(Excerpts from a segmentation dataset)
•••••

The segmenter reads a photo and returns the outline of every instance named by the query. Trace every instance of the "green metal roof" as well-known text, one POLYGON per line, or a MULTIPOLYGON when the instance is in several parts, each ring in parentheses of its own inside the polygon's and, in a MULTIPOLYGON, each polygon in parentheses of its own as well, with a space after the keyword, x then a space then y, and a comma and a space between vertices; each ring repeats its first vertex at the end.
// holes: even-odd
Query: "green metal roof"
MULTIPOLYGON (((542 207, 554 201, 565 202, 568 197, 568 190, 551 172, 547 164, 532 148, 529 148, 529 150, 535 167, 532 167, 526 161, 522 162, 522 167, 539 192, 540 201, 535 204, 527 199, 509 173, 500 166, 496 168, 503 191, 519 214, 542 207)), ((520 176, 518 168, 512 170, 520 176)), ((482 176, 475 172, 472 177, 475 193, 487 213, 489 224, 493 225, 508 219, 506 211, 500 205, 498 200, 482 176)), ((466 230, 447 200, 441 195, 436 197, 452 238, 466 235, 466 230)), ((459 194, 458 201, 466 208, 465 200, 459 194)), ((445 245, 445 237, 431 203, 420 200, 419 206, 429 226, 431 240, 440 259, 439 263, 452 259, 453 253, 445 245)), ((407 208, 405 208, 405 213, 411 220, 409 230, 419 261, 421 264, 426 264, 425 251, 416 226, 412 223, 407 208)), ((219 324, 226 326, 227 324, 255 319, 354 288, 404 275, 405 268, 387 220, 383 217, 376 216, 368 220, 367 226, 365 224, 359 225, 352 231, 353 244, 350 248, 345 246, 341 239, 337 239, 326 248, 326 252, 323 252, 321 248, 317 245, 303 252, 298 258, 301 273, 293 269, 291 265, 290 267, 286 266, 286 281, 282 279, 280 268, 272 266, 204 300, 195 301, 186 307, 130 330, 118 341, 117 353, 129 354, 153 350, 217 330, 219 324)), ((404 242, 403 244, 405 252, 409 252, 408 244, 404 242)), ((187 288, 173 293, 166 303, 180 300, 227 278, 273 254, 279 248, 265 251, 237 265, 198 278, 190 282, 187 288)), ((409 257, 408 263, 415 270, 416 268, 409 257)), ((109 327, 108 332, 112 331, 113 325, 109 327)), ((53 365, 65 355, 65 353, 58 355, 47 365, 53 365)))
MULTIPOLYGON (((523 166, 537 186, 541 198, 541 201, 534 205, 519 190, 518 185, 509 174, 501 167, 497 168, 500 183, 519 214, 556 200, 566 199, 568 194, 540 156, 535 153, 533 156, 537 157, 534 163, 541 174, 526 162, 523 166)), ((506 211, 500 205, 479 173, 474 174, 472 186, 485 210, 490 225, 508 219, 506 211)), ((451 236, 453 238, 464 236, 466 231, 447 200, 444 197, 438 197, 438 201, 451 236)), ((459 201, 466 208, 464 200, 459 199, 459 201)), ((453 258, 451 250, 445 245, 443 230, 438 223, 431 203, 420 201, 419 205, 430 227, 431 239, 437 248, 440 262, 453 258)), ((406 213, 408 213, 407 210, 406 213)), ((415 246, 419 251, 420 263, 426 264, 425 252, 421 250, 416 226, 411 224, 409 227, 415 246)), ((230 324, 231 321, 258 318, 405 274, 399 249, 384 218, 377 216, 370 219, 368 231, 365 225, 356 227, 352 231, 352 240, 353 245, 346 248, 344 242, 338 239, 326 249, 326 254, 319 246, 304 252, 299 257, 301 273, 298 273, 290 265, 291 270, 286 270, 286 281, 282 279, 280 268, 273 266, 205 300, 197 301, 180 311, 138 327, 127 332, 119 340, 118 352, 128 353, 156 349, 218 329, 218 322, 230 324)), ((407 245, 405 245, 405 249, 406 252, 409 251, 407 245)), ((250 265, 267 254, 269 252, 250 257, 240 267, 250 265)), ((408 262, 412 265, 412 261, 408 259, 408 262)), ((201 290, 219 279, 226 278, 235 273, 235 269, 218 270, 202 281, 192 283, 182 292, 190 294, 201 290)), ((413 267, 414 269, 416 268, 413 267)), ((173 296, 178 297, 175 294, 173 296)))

•••••

> **Task**
Reproduce every one of the entries above word for word, leaving each character unchanged.

> **Completed exercise**
The segmenter reads a photo and returns the outline of every instance named by the query. Trace every instance of the "green metal roof" as well-known text, one POLYGON per line, or a MULTIPOLYGON when the instance is in several parts, each ring in parentheses of its own inside the polygon's and, in a MULTIPOLYGON, each polygon in parentheses of its own as well, with a space after the keyword, x then a space then y, and a comma and a space between vertices; each ring repeats its first vertex at the end.
// holes: even-odd
Query: "green metal roof"
MULTIPOLYGON (((542 207, 554 201, 565 202, 568 197, 568 190, 551 172, 547 164, 532 148, 529 148, 529 150, 535 167, 532 167, 526 161, 522 162, 522 167, 539 192, 540 201, 535 204, 527 199, 509 173, 500 166, 496 168, 503 191, 519 214, 542 207)), ((520 176, 518 168, 512 170, 520 176)), ((482 176, 475 172, 472 177, 475 193, 487 213, 489 224, 493 225, 508 219, 506 211, 500 205, 498 200, 482 176)), ((466 230, 447 200, 441 195, 436 197, 452 238, 466 235, 466 230)), ((459 194, 458 201, 466 208, 465 200, 459 194)), ((445 245, 445 237, 431 203, 420 200, 419 206, 429 226, 431 240, 440 259, 439 263, 452 259, 453 253, 445 245)), ((407 208, 405 208, 405 213, 411 220, 409 230, 419 261, 421 264, 426 264, 425 251, 416 226, 412 223, 407 208)), ((219 324, 226 326, 227 324, 255 319, 354 288, 404 275, 405 268, 387 220, 383 217, 376 216, 368 220, 367 226, 365 224, 359 225, 352 231, 353 244, 350 248, 345 246, 341 239, 337 239, 326 248, 326 252, 323 252, 321 248, 317 245, 303 252, 298 258, 301 273, 293 269, 291 265, 290 267, 286 266, 286 281, 282 279, 280 268, 272 266, 204 300, 195 301, 186 307, 130 330, 118 341, 117 353, 129 354, 153 350, 217 330, 219 324)), ((404 242, 403 244, 405 252, 409 252, 408 244, 404 242)), ((187 288, 173 293, 166 303, 180 300, 227 278, 273 254, 279 248, 265 251, 237 265, 198 278, 190 282, 187 288)), ((409 257, 408 263, 415 270, 416 268, 409 257)), ((109 327, 108 332, 112 331, 113 325, 109 327)), ((53 365, 65 355, 65 353, 58 355, 47 365, 53 365)))
MULTIPOLYGON (((523 166, 537 186, 541 198, 541 201, 534 205, 519 190, 518 185, 509 174, 501 167, 497 168, 500 183, 519 214, 556 200, 566 199, 568 194, 540 156, 535 153, 533 156, 537 157, 534 163, 541 174, 526 162, 523 166)), ((506 211, 500 205, 479 173, 474 174, 472 186, 485 210, 490 225, 508 219, 506 211)), ((451 236, 453 238, 464 236, 466 231, 447 200, 444 197, 438 197, 438 201, 451 236)), ((459 201, 466 208, 464 200, 459 199, 459 201)), ((453 258, 451 250, 445 245, 443 230, 438 223, 431 203, 420 201, 419 205, 430 227, 431 239, 437 248, 440 262, 453 258)), ((406 213, 408 213, 407 210, 406 213)), ((415 246, 419 251, 420 263, 426 264, 425 252, 421 250, 416 226, 411 224, 409 227, 415 246)), ((230 324, 231 321, 258 318, 405 274, 399 249, 384 218, 377 216, 370 219, 368 231, 365 225, 356 227, 352 231, 352 240, 353 245, 346 248, 344 242, 338 239, 326 249, 326 254, 319 246, 304 252, 299 257, 301 273, 298 273, 290 265, 291 270, 286 270, 286 281, 282 279, 280 268, 273 266, 205 300, 197 301, 180 311, 138 327, 127 332, 119 340, 118 352, 128 353, 156 349, 218 329, 218 322, 230 324)), ((407 245, 405 245, 405 249, 406 252, 409 251, 407 245)), ((250 265, 267 254, 269 252, 250 257, 240 267, 250 265)), ((408 262, 412 265, 412 261, 408 259, 408 262)), ((201 290, 219 279, 226 278, 235 273, 235 269, 218 270, 202 281, 192 283, 182 292, 190 294, 201 290)), ((413 267, 414 269, 416 268, 413 267)), ((173 296, 178 297, 175 294, 173 296)))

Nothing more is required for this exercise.